DOCUMENT SECTION —
· · · · · · ·
Raimund Bürger, Pep Mulet, Luis M. Villada:
A diffusively corrected multiclass Lighthill-Whitham-Richards traffic model with anticipation lengths and reaction times
Multiclass Lighthill-Whitham-Richards traffic models [Benzoni-Gavage and Colombo, Eur. J. Appl. Math. 14:587-612 (2003); Wong and Wong, Transp. Res. A 36:827--841 (2002)] give rise to first-order systems of conservation laws that are hyperbolic under usual conditions, so that their associated Cauchy problems are well-posed. Anticipation lengths and reaction times can be incorporated into these models by adding certain conservative second-order terms to these first-order conservation laws. These terms can be diffusive under certain circumstances, thus, in principle, ensuring the stability of the solutions. The purpose of this paper is to analyze the stability of these diffusively corrected models under varying reaction times and anticipation lengths. It is demonstrated that instabilities may develop for high reaction times and short anticipation lengths, and that these instabilities may have controlled frequencies and amplitudes due to their nonlinear nature.
This preprint gave rise to the following definitive publication(s):
Raimund BüRGER, Pep MULET, Luis M. VILLADA: A diffusively corrected multiclass Lighthill-Whitham-Richards traffic model with anticipation lengths and reaction times. Advances in Applied Mathematics and Mechanics, vol. 5, 5, pp. 728-758, (2013) .
· · · · · · ·
INFORMATION PROVIDED —
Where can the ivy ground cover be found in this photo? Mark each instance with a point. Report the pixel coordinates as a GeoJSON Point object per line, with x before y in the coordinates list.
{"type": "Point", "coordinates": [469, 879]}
· · · · · · ·
SET OF TASKS —
1 – From the traffic model abstract, reproduce word for word the part that opens with the words containing "This preprint gave" and closes with "728-758, (2013) .".
2 – Render this sentence from the traffic model abstract in Spanish: "These terms can be diffusive under certain circumstances, thus, in principle, ensuring the stability of the solutions."

FULL ANSWERS —
1 –
This preprint gave rise to the following definitive publication(s):
Raimund BüRGER, Pep MULET, Luis M. VILLADA: A diffusively corrected multiclass Lighthill-Whitham-Richards traffic model with anticipation lengths and reaction times. Advances in Applied Mathematics and Mechanics, vol. 5, 5, pp. 728-758, (2013) .

2 – Estos términos pueden ser difusivos bajo ciertas circunstancias, garantizando así, en principio, la estabilidad de las soluciones.